### Exercise objective
Reproduce the material below verbatim, line for line, without altering any character.

####################

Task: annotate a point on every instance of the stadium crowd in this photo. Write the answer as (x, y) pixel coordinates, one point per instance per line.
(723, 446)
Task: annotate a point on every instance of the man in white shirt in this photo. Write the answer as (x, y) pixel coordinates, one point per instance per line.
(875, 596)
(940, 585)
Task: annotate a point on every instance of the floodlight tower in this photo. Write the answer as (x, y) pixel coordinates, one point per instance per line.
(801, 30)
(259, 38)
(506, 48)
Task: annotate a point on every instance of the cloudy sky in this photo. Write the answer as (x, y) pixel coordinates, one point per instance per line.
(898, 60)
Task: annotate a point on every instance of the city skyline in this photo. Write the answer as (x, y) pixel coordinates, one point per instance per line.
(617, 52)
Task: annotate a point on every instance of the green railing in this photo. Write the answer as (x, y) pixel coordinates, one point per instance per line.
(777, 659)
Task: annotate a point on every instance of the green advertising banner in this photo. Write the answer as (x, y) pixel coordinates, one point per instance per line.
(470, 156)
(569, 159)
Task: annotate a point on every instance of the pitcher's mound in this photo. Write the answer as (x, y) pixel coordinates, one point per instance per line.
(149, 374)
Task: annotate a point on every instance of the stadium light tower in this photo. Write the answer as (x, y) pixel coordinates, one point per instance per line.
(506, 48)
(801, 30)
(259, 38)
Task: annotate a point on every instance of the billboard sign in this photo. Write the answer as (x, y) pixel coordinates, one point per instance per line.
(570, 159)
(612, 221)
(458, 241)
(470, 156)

####################

### Written answer
Task: annotate a point on every instance of the stadium crowd in this photo. Write the answer as (x, y) pixel coordinates, one point per instance per line.
(723, 446)
Task: annotate a point on every instance of the man in white shirt in this photo. Write the answer as (x, y) pixel coordinates, one point per instance per line.
(875, 596)
(940, 585)
Task: annotate a point on every instance of the floodlight tower in this photo. Write the answer as (x, y) pixel coordinates, one point per instance per line.
(801, 30)
(259, 38)
(506, 48)
Task: annotate a point on every instance of the cloudy sky in this photo. Write the answer as (x, y) pixel coordinates, one point per instance per line.
(898, 60)
Task: annotate a point on every instance of the city skyline in this photo. Write the answer as (x, y) pixel coordinates, one point per instance per line.
(617, 52)
Task: annotate a point on every instance of the green railing in this photo. Write the answer as (x, y) pixel coordinates, one point per instance per line.
(777, 659)
Task: annotate a point on every instance of the green advertising banner in this photo. Write the answer as (x, y) pixel coordinates, one point per instance per line.
(470, 156)
(569, 159)
Task: annotate a point on every instance of the pitcher's mound in this photo. Write the answer as (x, y) pixel coordinates, one point per instance per line.
(149, 374)
Task: annotate a point on every instance of the stadium light tower in this photo. Write the answer as (x, y) pixel coordinates, one point per instance per line.
(506, 48)
(801, 30)
(259, 38)
Task: annotate a point on every instance of the billboard sign in this photo. Write the answer as (x, y) pixel coordinates, one point per instance per line.
(570, 159)
(612, 221)
(458, 241)
(470, 156)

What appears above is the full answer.